BEGIN Provided text

March 25, 2022
Some housekeeping to start.
One Day In July is growing and we have several positions open. Though I don't write most of the website anymore, I wrote this careers site. I won't say this is the usual approach but I kind of liked it and no one has been too insulting of it yet. If you know of talented people please forward this link to them. Our selectivity ratio is high - at least 25 people applied for every job in the last expansion round and I'd like to keep it that way.
Real estate has boomed the past six months, driven by a cocktail of low interest rates, second home buying, pre-Covid pent-up demand, regulatory friction facing builders, not-in-my-backyard syndrome, and Section 1031 exchanges trapping capital in the industry. The realtors on this newsletter could probably keep going.
One of the debates in asset allocation and investing is whether real estate itself should be broken out as a separate category. (Keep in mind that a real estate index is broad, covering things like hospitals and self storage and even cell towers - it's not just houses.) Every few years this debate flares up, usually because a paper is published or an exogenous event like inflation surfaces. In 2016 real estate was added as the 11th sector to the S&P 500, with an overall weighting of 2.62%. But should it get even more dedicated exposure?

END Provided text

Questions:
(1) Reproduce the real estate newsletter word for word, starting at "Real estate has" and ending at "probably keep going.".
(2) Carry on the real estate newsletter, picking up right after its final sentence.
The records are a separate body of material, unrelated to the real estate newsletter.

BEGIN Given entries

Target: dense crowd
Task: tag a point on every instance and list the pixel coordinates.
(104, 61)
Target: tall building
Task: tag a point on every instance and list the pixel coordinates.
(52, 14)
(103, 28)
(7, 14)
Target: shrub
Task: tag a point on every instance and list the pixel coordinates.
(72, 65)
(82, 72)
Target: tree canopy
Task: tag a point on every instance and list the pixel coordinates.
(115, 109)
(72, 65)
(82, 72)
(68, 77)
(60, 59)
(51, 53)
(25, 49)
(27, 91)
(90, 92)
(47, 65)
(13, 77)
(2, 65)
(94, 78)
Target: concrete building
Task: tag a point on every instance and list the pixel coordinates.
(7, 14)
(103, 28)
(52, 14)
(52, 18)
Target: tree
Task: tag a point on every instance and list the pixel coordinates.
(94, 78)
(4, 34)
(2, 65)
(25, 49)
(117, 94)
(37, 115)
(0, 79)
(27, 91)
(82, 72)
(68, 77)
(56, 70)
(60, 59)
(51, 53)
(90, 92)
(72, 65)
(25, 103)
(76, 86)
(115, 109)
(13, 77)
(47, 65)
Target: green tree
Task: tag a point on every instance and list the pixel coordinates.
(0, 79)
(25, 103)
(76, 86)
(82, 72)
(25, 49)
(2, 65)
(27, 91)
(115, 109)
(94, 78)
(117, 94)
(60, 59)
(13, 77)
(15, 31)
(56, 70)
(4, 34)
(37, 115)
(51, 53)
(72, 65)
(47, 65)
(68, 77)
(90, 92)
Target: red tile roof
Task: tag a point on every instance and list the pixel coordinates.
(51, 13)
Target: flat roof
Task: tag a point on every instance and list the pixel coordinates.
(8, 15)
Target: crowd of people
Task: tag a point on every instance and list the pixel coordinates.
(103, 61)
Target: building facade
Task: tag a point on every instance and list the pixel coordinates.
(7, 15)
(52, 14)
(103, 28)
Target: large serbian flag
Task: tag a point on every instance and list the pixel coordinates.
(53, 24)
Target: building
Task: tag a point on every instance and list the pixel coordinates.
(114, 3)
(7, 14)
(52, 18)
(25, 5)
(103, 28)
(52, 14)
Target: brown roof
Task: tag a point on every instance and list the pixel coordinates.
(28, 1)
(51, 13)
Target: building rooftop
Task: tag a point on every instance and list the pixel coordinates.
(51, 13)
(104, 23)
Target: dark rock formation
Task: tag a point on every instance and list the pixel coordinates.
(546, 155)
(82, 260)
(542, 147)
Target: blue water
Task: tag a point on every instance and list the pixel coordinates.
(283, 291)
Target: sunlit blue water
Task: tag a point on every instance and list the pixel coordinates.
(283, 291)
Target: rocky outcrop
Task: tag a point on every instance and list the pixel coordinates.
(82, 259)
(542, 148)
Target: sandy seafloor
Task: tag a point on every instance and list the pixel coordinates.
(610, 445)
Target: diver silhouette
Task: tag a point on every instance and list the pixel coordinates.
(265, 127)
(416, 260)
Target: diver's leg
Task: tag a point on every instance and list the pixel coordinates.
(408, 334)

END Given entries

Answers to the problems:
(1)
Real estate has boomed the past six months, driven by a cocktail of low interest rates, second home buying, pre-Covid pent-up demand, regulatory friction facing builders, not-in-my-backyard syndrome, and Section 1031 exchanges trapping capital in the industry. The realtors on this newsletter could probably keep going.

(2)
Someone arguing "no" would say that real estate is already exposed in the S&P 500, and there is not a good reason to give it more - the market has appropriately weighted it, and there is nothing left to do. Why, a "no" vote would ask, should real estate enjoy increased presence while consumer non-durables (like Proctor & Gamble), not get invited to the party? What about health care - you can find all kinds of reasons, like demographics, that health care should be over-weighted.
Someone arguing "yes" would say lots of asset classes are not represented in the S&P 500, so the boundaries that define what that index covers are somewhat artificial.
We side with the "yes" argument for two additional reasons. The financing and operation of Real Estate Investment Trusts (REITs), in terms of their capital usage, leverage, and profit payout, are unique from other businesses. Their response as an asset class to something like an interest rate increase is different from other businesses, and hence they provide diversification.
In addition, REITs protect well against inflation, and because we have always viewed inflation as one of the primary risks an investor faces, it makes sense to have extra security. The primary point here being the scale of the risk.